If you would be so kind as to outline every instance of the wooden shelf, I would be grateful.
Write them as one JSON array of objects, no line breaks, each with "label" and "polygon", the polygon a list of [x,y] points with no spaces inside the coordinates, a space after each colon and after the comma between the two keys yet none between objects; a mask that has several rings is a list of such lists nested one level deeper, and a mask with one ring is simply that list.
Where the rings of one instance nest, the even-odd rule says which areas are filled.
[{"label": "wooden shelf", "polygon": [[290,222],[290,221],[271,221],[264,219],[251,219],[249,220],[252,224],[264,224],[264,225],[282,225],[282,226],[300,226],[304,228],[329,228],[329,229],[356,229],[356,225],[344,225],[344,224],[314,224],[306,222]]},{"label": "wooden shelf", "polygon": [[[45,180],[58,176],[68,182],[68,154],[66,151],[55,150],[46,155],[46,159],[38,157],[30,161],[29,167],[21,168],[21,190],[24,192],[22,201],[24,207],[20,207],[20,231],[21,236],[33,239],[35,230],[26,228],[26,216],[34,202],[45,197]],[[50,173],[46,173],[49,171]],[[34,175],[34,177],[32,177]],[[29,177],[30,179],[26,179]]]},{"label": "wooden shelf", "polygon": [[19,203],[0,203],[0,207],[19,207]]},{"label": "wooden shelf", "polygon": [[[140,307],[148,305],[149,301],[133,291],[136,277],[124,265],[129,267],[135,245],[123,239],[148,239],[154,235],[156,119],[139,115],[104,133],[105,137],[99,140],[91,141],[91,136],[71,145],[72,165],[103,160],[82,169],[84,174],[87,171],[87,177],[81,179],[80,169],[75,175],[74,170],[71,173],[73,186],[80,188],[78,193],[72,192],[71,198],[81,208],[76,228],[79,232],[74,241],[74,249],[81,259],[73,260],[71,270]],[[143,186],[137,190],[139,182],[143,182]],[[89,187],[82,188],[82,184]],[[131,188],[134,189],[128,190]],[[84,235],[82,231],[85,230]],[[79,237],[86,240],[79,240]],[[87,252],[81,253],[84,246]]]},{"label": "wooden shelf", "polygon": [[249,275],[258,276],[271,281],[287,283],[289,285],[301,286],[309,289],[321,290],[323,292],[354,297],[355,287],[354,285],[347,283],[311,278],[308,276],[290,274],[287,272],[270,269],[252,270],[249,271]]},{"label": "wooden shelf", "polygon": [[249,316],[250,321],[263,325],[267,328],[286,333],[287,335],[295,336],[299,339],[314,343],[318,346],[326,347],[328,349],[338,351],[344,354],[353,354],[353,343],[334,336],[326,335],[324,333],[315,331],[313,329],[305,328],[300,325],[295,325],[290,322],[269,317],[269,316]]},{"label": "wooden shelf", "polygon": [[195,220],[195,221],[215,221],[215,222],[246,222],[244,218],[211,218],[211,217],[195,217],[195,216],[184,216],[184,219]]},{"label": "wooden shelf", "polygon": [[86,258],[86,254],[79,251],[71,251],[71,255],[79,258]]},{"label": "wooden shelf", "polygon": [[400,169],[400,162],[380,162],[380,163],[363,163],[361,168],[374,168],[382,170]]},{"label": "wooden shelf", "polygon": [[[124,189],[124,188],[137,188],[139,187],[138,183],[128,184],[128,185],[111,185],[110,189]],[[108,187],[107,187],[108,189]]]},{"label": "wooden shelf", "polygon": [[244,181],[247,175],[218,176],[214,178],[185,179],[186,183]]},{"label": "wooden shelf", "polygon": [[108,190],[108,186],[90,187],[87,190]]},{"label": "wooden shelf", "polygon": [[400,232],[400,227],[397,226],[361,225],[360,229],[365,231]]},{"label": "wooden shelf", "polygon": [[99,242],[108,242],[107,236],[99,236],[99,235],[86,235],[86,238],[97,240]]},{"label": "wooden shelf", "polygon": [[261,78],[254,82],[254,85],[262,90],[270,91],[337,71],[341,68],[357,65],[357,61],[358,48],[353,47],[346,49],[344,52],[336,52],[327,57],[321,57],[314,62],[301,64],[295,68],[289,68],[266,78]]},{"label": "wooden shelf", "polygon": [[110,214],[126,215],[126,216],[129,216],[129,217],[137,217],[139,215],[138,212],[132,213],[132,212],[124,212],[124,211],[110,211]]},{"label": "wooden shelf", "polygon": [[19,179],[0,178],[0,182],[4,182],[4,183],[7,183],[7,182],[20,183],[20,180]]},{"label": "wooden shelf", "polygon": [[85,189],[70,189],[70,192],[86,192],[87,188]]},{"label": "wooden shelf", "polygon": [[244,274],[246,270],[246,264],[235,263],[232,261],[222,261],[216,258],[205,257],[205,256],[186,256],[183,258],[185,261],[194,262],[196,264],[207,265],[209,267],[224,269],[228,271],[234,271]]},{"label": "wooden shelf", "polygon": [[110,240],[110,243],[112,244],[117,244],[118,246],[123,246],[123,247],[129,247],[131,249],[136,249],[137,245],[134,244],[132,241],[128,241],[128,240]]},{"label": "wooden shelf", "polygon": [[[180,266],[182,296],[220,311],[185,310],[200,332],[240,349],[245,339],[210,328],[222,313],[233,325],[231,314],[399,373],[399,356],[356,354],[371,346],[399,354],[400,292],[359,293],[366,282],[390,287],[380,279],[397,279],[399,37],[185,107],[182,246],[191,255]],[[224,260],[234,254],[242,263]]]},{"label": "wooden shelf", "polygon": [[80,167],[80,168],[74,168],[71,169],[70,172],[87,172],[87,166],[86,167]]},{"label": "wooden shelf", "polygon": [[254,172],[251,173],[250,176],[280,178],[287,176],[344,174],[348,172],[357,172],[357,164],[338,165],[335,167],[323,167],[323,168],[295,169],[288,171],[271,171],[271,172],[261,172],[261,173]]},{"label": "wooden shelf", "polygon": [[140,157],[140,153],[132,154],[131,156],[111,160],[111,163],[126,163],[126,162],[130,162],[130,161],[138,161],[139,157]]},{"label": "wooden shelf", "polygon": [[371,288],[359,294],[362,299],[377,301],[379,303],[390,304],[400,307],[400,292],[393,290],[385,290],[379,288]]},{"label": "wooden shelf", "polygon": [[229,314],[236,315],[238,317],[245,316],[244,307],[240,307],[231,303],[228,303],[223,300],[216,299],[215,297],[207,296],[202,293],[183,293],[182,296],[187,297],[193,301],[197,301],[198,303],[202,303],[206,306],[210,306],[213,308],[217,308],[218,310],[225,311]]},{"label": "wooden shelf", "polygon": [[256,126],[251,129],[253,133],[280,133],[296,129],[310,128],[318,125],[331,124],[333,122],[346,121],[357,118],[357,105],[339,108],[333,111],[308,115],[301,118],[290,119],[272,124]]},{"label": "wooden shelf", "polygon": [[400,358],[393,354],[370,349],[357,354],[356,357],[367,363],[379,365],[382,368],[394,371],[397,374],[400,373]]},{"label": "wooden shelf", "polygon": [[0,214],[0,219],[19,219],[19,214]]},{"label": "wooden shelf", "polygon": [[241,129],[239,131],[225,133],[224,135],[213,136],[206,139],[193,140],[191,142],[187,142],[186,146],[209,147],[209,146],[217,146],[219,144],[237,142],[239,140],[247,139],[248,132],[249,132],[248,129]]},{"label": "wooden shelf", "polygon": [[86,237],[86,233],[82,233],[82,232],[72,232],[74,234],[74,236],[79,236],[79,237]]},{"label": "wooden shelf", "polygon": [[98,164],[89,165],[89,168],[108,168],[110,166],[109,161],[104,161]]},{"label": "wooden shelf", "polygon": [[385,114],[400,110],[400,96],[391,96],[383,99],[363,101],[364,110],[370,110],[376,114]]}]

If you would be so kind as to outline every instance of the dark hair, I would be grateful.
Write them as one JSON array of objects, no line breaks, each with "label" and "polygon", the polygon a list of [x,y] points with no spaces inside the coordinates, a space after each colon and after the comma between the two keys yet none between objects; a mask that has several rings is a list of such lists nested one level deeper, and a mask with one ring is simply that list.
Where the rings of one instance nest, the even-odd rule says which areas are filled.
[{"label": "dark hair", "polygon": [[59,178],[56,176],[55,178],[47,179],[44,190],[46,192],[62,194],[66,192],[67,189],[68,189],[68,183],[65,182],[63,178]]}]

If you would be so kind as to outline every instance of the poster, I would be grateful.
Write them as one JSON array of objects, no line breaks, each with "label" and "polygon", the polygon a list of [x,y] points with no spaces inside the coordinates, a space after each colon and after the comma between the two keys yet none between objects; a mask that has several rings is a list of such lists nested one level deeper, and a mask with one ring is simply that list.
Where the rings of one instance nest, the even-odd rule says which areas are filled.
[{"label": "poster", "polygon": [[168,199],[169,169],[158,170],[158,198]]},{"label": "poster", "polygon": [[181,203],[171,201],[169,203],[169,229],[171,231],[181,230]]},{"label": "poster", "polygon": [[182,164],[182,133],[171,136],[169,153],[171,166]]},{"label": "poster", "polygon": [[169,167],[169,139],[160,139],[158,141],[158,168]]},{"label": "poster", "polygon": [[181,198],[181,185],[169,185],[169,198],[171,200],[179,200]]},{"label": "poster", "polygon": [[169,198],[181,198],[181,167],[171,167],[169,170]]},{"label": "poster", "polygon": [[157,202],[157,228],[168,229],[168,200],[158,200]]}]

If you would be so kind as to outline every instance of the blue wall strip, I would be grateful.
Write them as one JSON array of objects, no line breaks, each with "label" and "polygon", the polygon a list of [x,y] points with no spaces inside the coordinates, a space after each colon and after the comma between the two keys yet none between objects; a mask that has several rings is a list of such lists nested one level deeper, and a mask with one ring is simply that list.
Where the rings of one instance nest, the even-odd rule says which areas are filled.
────────────────────
- _WHAT THE TASK ASKS_
Every line above that holds "outline" counts once; state the total and nothing else.

- _OUTPUT FOR THIS EXERCISE_
4